WRITTEN REQUEST
Can you copy these lines exactly as they appear?

□ □ □ □ □ □ □

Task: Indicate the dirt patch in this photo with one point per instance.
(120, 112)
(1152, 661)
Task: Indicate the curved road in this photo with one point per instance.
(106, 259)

□ □ □ □ □ □ □

SOLUTION
Task: Indicate the dirt patch in this photo with one point per instance.
(120, 112)
(1152, 661)
Task: Indicate the curved road in this photo with one point per instance.
(106, 259)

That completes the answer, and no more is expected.